> [TEXT PROVIDED]
The new renaissance: can businesses build human-centric tech?
WPP global chief technology officer Stephan Pretorius tells The Growth Agenda how businesses can harness the new transformational phase of AI.
Forget efficiencies, artificial intelligence has entered a new phase where it is transforming professional services, including marketing, and driving a human-centric future for tech, according to WPP global chief technology officer Stephan Pretorius.
The London-based tech guru, who is responsible for technology strategy across the entire WPP group of communication and advertising agencies, believes the industrialisation of intelligence has begun and we are already experiencing the fundamental transformation of work across industries such as law, consulting, accounting, and marketing and advertising.
“AI is a cultural technology, like writing or printing or telecommunications. It’s a technology that encodes human knowledge and facilitates the dissemination of human knowledge. But, it’s also a technology about intelligence — that’s a phrase that Fei-Fei Li (a computer scientist referred to as the godmother of AI) coined — because it makes the way that we process information, make decisions, combine things, come up with new ideas. It industrialises intelligence.”
Mr Pretorius said this next phase was evident in the conversations he’s had with global clients who were not interested in discussing the “unit economics” of what WPP companies could do, but rather how the technology could transform their business to better connect with consumers.
“At a macro level, our CMO clients are saying to us, we don’t want to spend less on marketing,” he said.
“We want more impact for what we’re spending.
“So at the very worst, it’s more impact for the same budget. But in some cases, it’s more for more.
“Because if you have more impact, and you can drive more sales, and engage customers better, then clients are willing to spend more on marketing.
“We see AI as a growth opportunity, it’s not a structural challenge.
“The process that the industry is going through now is simply an adjustment of figuring out what needs to be automated and done with machines, and (determining) what are we willing to pay for high value human tasks, and how does that balance out for the future.”
This transformative impact on the way the marketing and advertising industry works is one of the key drivers behind the current market trend of a refocus on the basics and fundamentals of marketing.
“What AI has done is made it very apparent how important things like brand strategy, brand articulation, demand space planning and category entry points, and all these really important strategic marketing concepts are in terms of improving and differentiating what you do,” Mr Pretorius said.
With the increasing use of AI technology like generative AI and large language models (LLMs) the emphasis shifts to ensuring the right information is used, because the output is only as good as the inputs. “So, having extremely high quality, thoughtful, content that you’ve really invested a lot of time and effort into to drive your AI is going to be absolutely critical for effective AI use, otherwise it’s just commoditised and lacks differentiation from what everyone else can get through public LLMs,” he said.

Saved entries
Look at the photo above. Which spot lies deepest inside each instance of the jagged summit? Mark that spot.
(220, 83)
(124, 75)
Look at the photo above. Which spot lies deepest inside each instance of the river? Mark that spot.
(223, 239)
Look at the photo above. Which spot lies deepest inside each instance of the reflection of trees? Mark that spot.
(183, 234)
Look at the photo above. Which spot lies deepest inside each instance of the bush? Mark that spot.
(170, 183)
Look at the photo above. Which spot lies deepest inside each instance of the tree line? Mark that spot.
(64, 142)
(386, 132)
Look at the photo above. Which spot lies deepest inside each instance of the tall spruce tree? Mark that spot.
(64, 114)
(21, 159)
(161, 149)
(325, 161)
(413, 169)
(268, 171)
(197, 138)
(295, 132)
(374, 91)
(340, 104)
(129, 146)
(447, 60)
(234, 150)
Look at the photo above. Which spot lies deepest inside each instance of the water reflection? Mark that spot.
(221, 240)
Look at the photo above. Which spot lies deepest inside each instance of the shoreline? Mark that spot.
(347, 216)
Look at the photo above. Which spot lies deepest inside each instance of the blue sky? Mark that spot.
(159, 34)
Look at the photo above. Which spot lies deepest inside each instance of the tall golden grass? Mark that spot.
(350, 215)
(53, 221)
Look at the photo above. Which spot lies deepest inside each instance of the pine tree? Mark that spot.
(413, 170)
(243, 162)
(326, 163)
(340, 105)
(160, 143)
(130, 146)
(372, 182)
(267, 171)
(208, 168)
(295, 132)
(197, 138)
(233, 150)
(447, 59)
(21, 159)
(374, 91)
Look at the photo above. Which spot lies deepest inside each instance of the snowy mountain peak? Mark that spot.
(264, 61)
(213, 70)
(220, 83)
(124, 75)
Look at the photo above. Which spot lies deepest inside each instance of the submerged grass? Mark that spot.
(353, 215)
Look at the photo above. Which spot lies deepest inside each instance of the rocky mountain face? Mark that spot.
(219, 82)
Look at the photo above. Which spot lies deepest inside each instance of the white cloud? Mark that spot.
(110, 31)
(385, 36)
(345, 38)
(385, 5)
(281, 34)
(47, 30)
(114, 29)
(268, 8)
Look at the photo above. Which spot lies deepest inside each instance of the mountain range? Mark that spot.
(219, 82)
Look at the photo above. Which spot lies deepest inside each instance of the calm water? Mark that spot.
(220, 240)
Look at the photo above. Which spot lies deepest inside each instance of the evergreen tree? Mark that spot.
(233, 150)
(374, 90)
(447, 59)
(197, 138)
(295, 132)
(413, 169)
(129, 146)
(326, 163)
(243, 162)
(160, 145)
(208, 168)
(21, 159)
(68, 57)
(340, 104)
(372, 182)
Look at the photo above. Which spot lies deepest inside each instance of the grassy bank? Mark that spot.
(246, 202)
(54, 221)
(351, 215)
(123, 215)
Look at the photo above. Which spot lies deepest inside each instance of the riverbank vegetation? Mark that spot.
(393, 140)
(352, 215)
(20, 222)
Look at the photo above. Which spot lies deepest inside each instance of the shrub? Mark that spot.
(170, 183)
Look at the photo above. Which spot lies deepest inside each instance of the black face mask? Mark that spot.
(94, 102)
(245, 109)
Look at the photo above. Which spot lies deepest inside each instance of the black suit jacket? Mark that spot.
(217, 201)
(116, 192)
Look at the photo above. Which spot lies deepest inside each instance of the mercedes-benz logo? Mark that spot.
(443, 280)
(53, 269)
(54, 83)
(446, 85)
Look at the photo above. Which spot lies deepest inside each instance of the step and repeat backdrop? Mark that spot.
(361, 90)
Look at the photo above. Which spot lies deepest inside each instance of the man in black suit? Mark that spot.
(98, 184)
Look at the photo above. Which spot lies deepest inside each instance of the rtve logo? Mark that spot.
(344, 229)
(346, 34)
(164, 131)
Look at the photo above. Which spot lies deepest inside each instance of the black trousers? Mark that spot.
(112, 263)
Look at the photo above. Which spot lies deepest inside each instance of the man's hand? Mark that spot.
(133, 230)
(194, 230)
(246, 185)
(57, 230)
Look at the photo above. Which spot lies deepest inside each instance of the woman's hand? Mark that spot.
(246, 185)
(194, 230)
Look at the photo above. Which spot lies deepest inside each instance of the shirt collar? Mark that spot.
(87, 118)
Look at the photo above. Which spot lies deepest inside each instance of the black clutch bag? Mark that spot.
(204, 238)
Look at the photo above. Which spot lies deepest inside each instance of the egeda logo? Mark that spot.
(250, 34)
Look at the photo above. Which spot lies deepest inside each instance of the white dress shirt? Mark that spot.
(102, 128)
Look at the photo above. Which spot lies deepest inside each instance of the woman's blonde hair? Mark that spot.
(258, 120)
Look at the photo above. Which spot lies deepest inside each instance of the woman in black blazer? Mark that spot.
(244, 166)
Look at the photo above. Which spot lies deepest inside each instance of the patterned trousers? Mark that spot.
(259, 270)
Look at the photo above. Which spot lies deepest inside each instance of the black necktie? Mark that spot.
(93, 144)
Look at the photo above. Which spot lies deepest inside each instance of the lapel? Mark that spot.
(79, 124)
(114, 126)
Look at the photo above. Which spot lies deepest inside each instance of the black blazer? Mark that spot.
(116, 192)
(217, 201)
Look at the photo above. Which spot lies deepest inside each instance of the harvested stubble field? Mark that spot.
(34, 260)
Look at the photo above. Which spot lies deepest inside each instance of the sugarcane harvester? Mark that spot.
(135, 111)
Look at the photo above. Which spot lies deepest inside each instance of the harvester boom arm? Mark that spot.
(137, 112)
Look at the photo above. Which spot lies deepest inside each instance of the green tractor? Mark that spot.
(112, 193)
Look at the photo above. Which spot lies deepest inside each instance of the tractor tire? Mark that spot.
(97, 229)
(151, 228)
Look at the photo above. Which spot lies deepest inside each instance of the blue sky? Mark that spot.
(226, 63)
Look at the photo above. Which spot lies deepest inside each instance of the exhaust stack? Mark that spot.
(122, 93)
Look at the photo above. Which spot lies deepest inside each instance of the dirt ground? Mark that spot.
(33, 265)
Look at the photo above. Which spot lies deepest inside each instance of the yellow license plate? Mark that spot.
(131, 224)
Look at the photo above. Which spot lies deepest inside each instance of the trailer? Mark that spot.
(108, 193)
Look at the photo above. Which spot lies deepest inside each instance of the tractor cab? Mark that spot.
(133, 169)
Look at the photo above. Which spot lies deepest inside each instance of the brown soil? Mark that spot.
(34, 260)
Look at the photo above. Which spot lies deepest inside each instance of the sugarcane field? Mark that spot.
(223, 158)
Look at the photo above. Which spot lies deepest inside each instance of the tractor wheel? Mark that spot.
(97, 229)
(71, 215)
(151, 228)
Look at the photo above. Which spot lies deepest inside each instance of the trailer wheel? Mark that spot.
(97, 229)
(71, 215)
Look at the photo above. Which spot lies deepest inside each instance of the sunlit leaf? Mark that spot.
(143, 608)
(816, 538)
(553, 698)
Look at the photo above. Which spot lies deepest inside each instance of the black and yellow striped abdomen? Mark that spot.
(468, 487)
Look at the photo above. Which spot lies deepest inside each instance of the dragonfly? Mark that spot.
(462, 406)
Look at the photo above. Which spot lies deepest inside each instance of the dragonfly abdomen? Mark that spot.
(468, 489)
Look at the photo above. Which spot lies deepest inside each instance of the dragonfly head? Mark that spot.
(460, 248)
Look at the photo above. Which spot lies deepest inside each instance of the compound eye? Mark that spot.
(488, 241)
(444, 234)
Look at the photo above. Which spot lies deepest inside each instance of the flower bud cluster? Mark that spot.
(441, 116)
* * *
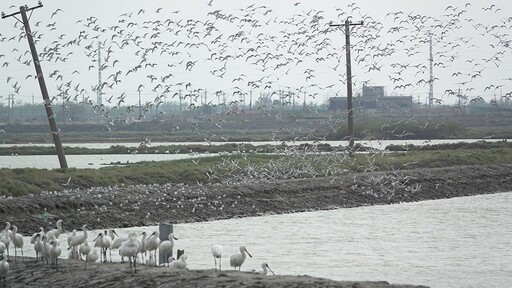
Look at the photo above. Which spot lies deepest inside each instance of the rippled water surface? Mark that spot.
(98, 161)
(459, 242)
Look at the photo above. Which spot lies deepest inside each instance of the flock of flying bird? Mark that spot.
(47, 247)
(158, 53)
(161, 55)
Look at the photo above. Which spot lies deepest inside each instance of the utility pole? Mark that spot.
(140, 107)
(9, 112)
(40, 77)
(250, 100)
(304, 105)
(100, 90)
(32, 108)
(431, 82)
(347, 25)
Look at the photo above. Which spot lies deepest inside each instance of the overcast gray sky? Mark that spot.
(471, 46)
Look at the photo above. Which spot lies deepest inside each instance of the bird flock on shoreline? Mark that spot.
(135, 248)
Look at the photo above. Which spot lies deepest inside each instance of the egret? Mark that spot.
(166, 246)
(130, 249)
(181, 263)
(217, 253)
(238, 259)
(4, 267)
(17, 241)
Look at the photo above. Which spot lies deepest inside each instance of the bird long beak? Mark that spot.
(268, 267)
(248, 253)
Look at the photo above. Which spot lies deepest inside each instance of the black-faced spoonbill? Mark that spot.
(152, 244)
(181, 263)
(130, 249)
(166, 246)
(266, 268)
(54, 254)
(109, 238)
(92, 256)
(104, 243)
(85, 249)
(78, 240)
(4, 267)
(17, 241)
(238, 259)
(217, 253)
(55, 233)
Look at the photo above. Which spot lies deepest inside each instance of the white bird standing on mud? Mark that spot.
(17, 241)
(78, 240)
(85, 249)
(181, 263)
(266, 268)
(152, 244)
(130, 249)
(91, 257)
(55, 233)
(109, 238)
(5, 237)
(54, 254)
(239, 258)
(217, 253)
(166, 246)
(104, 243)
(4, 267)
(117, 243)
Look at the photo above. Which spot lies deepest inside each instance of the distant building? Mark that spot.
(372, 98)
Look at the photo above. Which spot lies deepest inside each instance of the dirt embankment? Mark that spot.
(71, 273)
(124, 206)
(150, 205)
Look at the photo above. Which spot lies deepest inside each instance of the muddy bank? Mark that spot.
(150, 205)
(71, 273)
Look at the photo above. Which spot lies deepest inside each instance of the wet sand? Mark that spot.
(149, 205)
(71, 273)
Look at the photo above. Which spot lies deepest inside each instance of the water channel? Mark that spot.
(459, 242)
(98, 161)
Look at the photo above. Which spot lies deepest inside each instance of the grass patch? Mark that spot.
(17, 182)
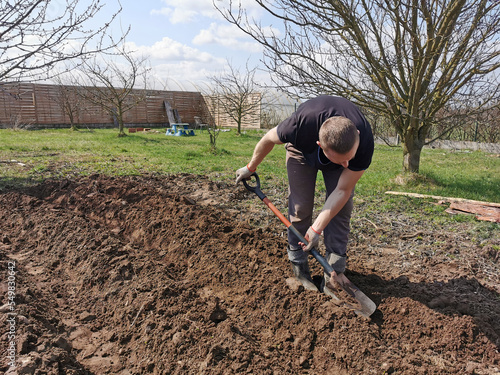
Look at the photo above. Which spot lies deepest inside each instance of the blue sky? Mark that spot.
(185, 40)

> [INSTRUCTIONS]
**a)** In the article, rewrite the passage from "This transformative impact" to "Mr Pretorius said.", substituting "brand positioning" for "brand strategy".
**b)** Decide whether each statement agrees with the article, answering yes or no and quoting the words that decide it: (i) Stephan Pretorius is based in London. (ii) WPP's CMO clients want to spend less on marketing. (iii) WPP sees AI as a structural challenge.

> [ANSWER SET]
**a)**
This transformative impact on the way the marketing and advertising industry works is one of the key drivers behind the current market trend of a refocus on the basics and fundamentals of marketing.
“What AI has done is made it very apparent how important things like brand positioning, brand articulation, demand space planning and category entry points, and all these really important strategic marketing concepts are in terms of improving and differentiating what you do,” Mr Pretorius said.

**b)**
(i) Yes: "The London-based tech guru"
(ii) No: "we don’t want to spend less on marketing"
(iii) No: "We see AI as a growth opportunity, it’s not a structural challenge."